- [GIVEN PASSAGE]

:::

Landlords committed to better occupier relations

Copyright: David Lawson Published Property Week June 2008

Relationships between UK landlords and occupiers are a standing joke – or would be if any hint of laughter was not obliterated by curses. Those occupiers spend enormous amounts of money getting closer to customers, so they are in a permanent state of shock at treatment by their own space suppliers.   It all stems from a tradition of long leases, where landlords cared little for the welfare of tenants locked into paying for services over which they have no control. This is changing as leases shorten and occupiers become more demanding but there is still a long way to go.

   Some of the biggest landlords are committed to improving this fraught relationship. ‘But you can’t make progress unless you can measure what is happening,’ says Howard Morgan, managing director of consultant Kingsley Lipsey Morgan [KLM], which set up Real Service to share best practice and set benchmarks.

   This enlightened approach seems to be paying off, as the index compiled by Real Service from 25 key indicators has risen from 56 to 77 in four years. Yet only a couple of weeks ago a different index compiled by KLM for the Property Industry Alliance showed occupier satisfaction rose a mere two points last year to reach 57 out of a possible score of 100. A long-running study by Loughborough University Business School also found little improvement in the inept and often unfair way agents managed more than £4bn of service charges last year.   

   Variations are not just due to differences in perception between occupiers and landlords. The Occupier Satisfaction Index is compiled across the whole industry, whereas Real Service concentrates on market leaders. This implies that the problem lies with the mass of smaller owners and managing agents less committed to improvement. But it still shows how far the bulk of the industry falls behind standards its own customers consider critical for business success. Service charges, in particular, continue to be a running sore. Value for money again generated deepest dissatisfaction in the Property Industry Alliance survey.

   Managing agents get most of the flack as they deal directly with occupiers. The RICS has tried to calm resentment among occupiers - and government impatience with disputes - by toughening up the third edition of its Service Charge Code. This includes:

  Is the new code making a difference? It is still too early to tell, as the guidance notes only came into force last April, says David Barrass, managing director of service charge consultancy Property Solutions.   The Loughborough report, widely attributed with kicking the RICS into action after  revealing widespread problems several years ago, also postponed judgement when the latest update crept out with minimal fanfare in April. Lead author Dr John Calvert takes the strict academic view that there is still not enough data to produce a clear before and after view.

    But he still gave a damning indictment based on information from the report’s sample of around 4.5% of multi-let offices in England and Wales and repeated recommendations for root-and-branch changes. The report condemned slow progress, quoting the poor percentage of buildings that have achieved ‘easily measured’ key issues in the new code.  For instance, only a tiny percentage of budgets arrived one month before the charging period and only 15% were within 2% of the service charge target set by the code. Meanwhile, more than 75% of agents are still charging percentage fees.

:::

- [DATA EXCERPT]
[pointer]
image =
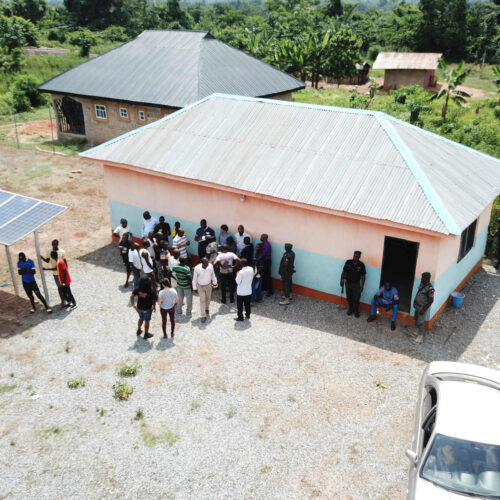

:::

- [WRITTEN TASKS]
1. In the article on UK landlord and occupier relations, how much did the Real Service index rise in four years?
2. Go on with the article on UK landlord and occupier relations, starting after its final sentence.

- [THE RESPONSES]
1. It rose from 56 to 77.

2.
  ‘It appears the RICS underestimated both the scale of the problem and the industry’s willingness to tackle the shortcomings,’ says the report.

   Morgan is more optimistic. Improvements in the Real Service index are a lead indicator showing how landlords are pouring resources into improvements, he says. These will come through quickly as the rest of the industry follows.  Barrass sponsors the Loughborough study, so it is natural that he is more in tune with its pessimism.  The RICS must take a much stronger role and give the code teeth, he says. ‘Tenants are looking for reforms. No-one seems to realise the scale of change required and the money that must go into a huge amount of retraining. The RICS should be taking on this task,’ he says.

     If it does not, the matter could be taken out of its hands. Occupiers will become even more demanding about service charges as recession bites and appeal to a government desperate to curry favour with business voters. The property industry could again fall foul of legislation imposing radical changes.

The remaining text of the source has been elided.